◆ WORK INSTRUCTION: From the passage about joining a wedding and a 90th birthday by video call, write out the part from "And then, the" to "cards and presents." word for word.

◆ GIVEN PASSAGE:
So far, so good. But as the months rolled on, I realised, with great sadness and a very heavy heart, that I was going to miss my niece Annabel’s wedding in July this year (it had already been postponed from July 2020) and Mum’s 90th in mid-September.
Once again, technology came to the rescue. My sister’s friend John gave me the most splendid (and I use that very British word deliberately) guided tour of Annabel and Jonny’s wedding in South London. We kicked off early and I had a bird’s eye view of the cake, the flowers, the cheeky bridesmaids and the page boys scampering about, the latter my nearly 2-year-old great-nephew twins, like little princes in their red shorts, white shirts and tartan bow ties. I was there ‘live’ for the service, witnessed the exchange of vows, my niece radiantly happy and elegant, and Jonny resplendent in his kilt, cape and full tartan regalia, both brimming over with love. As they filed out, I had a quick chat with the just-married couple (making me the first person to address them as Mr and Mrs) and then stayed online while they were strewn with rose petal confetti, posed for photographs and then mixed and mingled. I had chats with many of the guests – from friends to family – until it got to 1am here and I had to remind them I was in my PJs and ready for bed!
And then, the weekend before last, my brother Tim and I video-called into Mum’s 90th birthday celebrations – in fact, it was a four generation, three-country call from Mum’s breakfast table in Nottinghamshire to Tim and me tuning in from Melbourne, and my niece Georgie and the twins (the page boys) in suburban Paris! On the first call we watched Mum – in the swing and bright as a button from the get-go – open some of her cards and presents.
We tuned in again closer to her lunchtime party. This time, the newly-married Annabel, now Mrs Recaldin, was emcee. As bubbles and copious canapes were served, Annabel waltzed us around pointing out Mum’s many cards (35 and counting), the birthday banners and balloons and the assembled guests. “Which of the grey-haired old dears do you mean?’ enquired Annabel as I asked to speak to some of Mum’s friends, “there are a few in the room!”
My brother, Charlie, toasted Mum with some heartfelt and touching words, acknowledging, too, the extraordinary kindness of her neighbours, George and Annette, who have been her rock and strength throughout the pandemic. “I’ve made it to 90,” replied Mum triumphantly, “and it doesn’t feel so bad!” Then, after thanking friends, family and neighbours for celebrating with her, she added: “I know I can be difficult sometimes…” Thank Goodness for gin, piped up Charlie.
Having felt weepy on and off all weekend about missing Mum’s party, I went to bed with my heart aglow. I felt the love through the screen and across the divide, and was thrilled to see Mum, the belle of the ball, in her green linen dress and pearls. The word splendid comes to mind again. And next year I’ll be able to visit in person, catch up on hugs, lots of them, and kitchen table chat.

◆ RECORD SET:
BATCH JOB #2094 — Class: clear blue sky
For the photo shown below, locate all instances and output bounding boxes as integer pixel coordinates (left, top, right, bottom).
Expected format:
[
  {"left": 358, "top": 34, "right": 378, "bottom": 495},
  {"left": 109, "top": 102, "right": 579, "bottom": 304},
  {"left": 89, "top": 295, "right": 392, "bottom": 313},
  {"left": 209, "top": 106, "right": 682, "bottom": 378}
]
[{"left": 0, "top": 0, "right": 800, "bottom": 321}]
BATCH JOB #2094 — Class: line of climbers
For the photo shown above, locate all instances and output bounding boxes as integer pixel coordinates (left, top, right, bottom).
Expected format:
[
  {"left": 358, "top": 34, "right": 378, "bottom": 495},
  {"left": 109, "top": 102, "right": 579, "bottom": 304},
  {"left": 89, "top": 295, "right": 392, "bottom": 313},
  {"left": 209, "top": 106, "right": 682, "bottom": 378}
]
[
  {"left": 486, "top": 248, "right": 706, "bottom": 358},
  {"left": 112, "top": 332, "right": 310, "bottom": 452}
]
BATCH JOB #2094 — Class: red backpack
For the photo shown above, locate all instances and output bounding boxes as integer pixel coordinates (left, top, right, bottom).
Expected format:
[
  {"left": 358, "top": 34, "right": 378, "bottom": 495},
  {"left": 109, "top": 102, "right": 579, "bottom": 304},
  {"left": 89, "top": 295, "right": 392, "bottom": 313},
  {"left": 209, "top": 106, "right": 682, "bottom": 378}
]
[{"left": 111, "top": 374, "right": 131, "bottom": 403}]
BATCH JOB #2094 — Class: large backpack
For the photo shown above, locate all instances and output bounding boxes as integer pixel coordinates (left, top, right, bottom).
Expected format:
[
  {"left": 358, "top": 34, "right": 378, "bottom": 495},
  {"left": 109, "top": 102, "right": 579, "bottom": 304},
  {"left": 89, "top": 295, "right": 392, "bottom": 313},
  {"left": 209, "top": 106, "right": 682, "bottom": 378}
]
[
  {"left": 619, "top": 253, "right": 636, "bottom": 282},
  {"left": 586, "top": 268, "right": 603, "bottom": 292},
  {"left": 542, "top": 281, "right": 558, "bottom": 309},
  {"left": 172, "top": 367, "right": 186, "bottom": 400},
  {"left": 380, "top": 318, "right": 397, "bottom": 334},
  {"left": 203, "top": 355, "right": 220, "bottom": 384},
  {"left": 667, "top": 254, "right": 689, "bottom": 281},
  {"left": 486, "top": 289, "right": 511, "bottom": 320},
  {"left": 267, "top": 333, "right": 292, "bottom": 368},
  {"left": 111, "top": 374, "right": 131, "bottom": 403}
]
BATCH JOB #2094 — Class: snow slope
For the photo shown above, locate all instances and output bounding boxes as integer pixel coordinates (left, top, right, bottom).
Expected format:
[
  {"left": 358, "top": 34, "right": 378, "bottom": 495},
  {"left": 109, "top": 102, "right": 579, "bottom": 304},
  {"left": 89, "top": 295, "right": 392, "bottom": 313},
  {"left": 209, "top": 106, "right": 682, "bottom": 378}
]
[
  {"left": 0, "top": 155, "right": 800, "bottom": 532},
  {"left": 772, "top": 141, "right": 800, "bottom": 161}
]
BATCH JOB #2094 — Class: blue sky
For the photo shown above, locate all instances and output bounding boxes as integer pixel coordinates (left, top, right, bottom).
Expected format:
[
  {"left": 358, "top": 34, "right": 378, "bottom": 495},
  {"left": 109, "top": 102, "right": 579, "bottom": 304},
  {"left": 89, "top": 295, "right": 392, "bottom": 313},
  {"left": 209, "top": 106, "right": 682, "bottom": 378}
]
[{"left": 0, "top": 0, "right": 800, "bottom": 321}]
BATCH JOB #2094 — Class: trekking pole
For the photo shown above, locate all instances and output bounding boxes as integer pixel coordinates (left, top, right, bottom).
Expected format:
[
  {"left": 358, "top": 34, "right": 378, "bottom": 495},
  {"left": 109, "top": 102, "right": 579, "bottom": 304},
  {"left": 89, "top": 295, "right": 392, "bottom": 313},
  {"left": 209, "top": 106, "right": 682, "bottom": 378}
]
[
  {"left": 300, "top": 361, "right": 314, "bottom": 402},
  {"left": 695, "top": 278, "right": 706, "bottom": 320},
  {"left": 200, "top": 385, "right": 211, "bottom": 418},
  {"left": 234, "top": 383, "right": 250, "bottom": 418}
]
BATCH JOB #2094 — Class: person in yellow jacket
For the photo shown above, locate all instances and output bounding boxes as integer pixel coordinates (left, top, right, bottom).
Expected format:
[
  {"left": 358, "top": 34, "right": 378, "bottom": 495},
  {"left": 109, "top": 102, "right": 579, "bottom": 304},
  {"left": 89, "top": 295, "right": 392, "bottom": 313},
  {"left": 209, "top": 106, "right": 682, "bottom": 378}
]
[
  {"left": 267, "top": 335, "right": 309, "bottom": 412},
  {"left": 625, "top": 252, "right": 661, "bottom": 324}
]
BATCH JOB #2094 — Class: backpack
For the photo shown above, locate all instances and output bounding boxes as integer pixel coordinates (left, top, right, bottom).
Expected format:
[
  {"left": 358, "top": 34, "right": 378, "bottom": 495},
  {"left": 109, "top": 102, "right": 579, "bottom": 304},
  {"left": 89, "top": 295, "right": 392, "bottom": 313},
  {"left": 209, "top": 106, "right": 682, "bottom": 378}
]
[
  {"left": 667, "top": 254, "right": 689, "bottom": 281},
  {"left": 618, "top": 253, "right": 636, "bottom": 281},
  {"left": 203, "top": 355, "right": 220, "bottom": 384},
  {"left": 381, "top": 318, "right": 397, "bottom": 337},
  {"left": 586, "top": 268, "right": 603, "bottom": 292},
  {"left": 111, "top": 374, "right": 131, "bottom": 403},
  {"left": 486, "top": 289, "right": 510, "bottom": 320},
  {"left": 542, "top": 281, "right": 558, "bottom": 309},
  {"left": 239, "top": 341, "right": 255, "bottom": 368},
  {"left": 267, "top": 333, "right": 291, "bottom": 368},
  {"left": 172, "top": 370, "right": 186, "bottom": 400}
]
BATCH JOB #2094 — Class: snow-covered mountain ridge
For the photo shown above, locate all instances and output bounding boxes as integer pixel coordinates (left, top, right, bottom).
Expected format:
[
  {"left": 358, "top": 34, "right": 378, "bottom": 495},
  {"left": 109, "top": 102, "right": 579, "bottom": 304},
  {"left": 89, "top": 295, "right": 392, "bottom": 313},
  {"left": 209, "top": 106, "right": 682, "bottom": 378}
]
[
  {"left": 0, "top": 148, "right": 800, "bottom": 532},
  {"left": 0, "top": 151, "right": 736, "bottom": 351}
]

◆ REPLY:
And then, the weekend before last, my brother Tim and I video-called into Mum’s 90th birthday celebrations – in fact, it was a four generation, three-country call from Mum’s breakfast table in Nottinghamshire to Tim and me tuning in from Melbourne, and my niece Georgie and the twins (the page boys) in suburban Paris! On the first call we watched Mum – in the swing and bright as a button from the get-go – open some of her cards and presents.